(RECORDS SHOWN Opens)

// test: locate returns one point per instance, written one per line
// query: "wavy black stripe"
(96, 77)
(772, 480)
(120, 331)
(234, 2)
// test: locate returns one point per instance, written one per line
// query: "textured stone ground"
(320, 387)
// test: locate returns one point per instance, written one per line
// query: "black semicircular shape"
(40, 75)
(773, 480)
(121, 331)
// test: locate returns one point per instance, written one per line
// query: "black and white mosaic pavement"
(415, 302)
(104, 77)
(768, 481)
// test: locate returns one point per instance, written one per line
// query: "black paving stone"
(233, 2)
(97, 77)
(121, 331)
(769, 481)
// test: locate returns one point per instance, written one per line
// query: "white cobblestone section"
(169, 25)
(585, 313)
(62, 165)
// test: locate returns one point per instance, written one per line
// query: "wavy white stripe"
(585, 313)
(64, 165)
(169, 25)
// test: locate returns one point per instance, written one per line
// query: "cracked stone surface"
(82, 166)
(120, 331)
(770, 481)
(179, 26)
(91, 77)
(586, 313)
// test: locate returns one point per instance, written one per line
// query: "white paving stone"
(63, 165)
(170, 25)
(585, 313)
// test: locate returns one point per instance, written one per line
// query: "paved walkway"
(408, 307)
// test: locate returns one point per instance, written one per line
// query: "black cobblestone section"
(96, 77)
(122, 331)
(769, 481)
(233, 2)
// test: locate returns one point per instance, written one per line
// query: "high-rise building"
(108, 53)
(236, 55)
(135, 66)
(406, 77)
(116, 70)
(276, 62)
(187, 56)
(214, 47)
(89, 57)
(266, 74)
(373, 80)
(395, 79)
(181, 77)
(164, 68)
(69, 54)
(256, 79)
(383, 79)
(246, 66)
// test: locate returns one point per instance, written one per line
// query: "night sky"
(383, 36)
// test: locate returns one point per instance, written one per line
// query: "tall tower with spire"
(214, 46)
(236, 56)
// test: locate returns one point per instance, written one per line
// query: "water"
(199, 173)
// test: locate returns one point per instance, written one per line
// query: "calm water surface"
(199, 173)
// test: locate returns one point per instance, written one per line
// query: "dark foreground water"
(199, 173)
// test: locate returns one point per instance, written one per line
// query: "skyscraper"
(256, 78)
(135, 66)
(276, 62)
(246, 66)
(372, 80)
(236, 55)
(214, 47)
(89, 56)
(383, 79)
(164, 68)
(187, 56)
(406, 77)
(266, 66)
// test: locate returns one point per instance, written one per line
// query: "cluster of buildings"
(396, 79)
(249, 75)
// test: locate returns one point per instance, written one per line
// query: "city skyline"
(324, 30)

(RECORDS SHOWN Closes)

*EXERCISE OBJECTIVE*
Please give back every line of the listing exactly as it stands.

*ANSWER AREA*
// test: locate returns one point per instance, written one per line
// query: "wavy black stripe"
(96, 77)
(772, 480)
(120, 331)
(234, 2)
// test: locate returns one point per instance, written one per line
// query: "textured stone ground"
(320, 387)
// test: locate returns one point per instance, written one per line
// query: "black semicircular shape"
(40, 75)
(773, 480)
(121, 331)
// test: locate returns one point per instance, written one per line
// query: "black and white mosaic pavement"
(415, 302)
(104, 77)
(768, 481)
// test: locate returns one point per instance, written one per line
// query: "black paving stone"
(233, 2)
(97, 77)
(121, 331)
(769, 481)
// test: locate returns one point per instance, written one per line
// query: "white cobblestone section"
(169, 25)
(585, 313)
(62, 165)
// test: locate returns one point per instance, written one per line
// query: "wavy white stripe"
(585, 313)
(64, 165)
(169, 25)
// test: locate returns one point per instance, written one per line
// query: "cracked stone surface"
(82, 166)
(120, 331)
(770, 481)
(179, 26)
(91, 77)
(586, 313)
// test: locate returns one point per instance, written one per line
// query: "white paving stone"
(63, 165)
(170, 25)
(585, 313)
// test: locate returns one point per instance, written one per line
// query: "paved walkway"
(408, 307)
// test: locate returns one point per instance, written one per line
// query: "black cobblestone section"
(96, 77)
(122, 331)
(769, 481)
(233, 2)
// test: locate returns one point per instance, written one per line
// query: "high-rise building"
(108, 53)
(236, 55)
(135, 66)
(406, 77)
(116, 70)
(276, 62)
(187, 56)
(214, 47)
(89, 57)
(266, 74)
(373, 80)
(395, 79)
(181, 77)
(164, 68)
(69, 54)
(256, 79)
(383, 79)
(246, 66)
// test: locate returns one point per instance, written one per line
// query: "night sky"
(383, 36)
// test: locate returns one point per instance, written one per line
// query: "tall tower with spire"
(214, 46)
(236, 56)
// test: locate returns one point per instance, written one per line
// query: "water"
(199, 173)
// test: locate returns one point per instance, written one per line
// query: "calm water surface"
(199, 173)
// test: locate returns one point per instance, written one per line
// query: "dark foreground water"
(199, 173)
// test: locate returns one point per instance, written one per line
// query: "skyscraper"
(256, 78)
(135, 66)
(276, 62)
(246, 66)
(372, 80)
(236, 55)
(214, 47)
(89, 56)
(383, 79)
(164, 68)
(187, 56)
(406, 77)
(266, 66)
// test: locate returns one point per instance, written one per line
// query: "cluster of buildings"
(396, 79)
(249, 75)
// test: locate returns one point per instance, written one per line
// query: "city skyline"
(324, 30)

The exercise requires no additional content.